> AVAILABLE DATA:
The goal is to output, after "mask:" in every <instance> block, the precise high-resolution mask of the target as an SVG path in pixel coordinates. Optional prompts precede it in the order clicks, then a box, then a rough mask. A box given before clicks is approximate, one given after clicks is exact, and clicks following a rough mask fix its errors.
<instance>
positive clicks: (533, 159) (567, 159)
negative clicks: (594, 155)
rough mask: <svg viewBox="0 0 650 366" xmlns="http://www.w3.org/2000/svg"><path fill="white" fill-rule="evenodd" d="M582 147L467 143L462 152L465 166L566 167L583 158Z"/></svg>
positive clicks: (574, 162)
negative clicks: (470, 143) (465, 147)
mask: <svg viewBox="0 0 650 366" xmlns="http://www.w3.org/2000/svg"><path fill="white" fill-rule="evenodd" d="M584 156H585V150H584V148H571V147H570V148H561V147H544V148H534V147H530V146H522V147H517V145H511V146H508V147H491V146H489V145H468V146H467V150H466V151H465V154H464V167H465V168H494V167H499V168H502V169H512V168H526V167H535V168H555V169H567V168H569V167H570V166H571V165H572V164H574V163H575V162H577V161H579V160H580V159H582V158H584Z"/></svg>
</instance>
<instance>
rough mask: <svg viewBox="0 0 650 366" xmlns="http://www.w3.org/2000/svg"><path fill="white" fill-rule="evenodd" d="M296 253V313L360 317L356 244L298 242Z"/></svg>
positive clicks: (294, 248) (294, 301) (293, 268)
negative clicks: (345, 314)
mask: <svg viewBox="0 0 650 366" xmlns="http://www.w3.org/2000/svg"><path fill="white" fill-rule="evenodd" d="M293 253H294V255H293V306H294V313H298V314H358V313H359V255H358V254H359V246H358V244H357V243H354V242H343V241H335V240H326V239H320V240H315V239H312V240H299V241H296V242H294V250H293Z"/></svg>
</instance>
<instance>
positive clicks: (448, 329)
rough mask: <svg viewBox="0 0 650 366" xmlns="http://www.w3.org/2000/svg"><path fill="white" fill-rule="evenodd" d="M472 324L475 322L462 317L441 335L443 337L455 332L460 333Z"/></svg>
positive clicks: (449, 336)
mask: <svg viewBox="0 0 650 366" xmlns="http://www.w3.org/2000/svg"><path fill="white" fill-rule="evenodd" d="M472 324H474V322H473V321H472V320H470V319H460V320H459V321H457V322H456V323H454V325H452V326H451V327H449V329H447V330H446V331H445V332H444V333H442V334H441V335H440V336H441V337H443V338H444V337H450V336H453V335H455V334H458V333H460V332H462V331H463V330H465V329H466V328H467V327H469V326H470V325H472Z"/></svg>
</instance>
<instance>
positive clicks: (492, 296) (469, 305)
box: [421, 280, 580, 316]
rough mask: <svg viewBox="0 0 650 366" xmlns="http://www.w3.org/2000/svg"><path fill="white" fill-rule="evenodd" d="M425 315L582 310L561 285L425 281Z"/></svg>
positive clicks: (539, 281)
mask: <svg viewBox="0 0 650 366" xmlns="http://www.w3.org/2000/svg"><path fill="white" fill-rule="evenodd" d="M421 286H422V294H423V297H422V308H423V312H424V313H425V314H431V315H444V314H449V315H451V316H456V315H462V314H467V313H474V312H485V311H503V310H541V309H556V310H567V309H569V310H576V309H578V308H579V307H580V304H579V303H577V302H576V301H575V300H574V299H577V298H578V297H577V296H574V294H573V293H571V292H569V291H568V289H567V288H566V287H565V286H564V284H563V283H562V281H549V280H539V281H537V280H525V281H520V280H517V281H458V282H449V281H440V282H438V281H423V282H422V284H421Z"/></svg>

> TASK PROMPT: Reproduce exactly, and with no other material, the lines between those holding "253V313L360 317L356 244L298" and "324L475 322L462 317L441", inclusive.

> TASK OUTPUT:
rough mask: <svg viewBox="0 0 650 366" xmlns="http://www.w3.org/2000/svg"><path fill="white" fill-rule="evenodd" d="M296 253V313L360 317L356 244L298 242Z"/></svg>
positive clicks: (294, 248) (294, 301) (293, 268)
negative clicks: (345, 314)
mask: <svg viewBox="0 0 650 366" xmlns="http://www.w3.org/2000/svg"><path fill="white" fill-rule="evenodd" d="M293 253H294V255H293V306H294V313H298V314H358V313H359V255H358V254H359V246H358V244H357V243H354V242H343V241H335V240H326V239H320V240H315V239H312V240H299V241H296V242H294V250H293Z"/></svg>
</instance>
<instance>
positive clicks: (448, 329)
rough mask: <svg viewBox="0 0 650 366" xmlns="http://www.w3.org/2000/svg"><path fill="white" fill-rule="evenodd" d="M472 324L475 322L462 317L441 335L443 337L455 332L460 333Z"/></svg>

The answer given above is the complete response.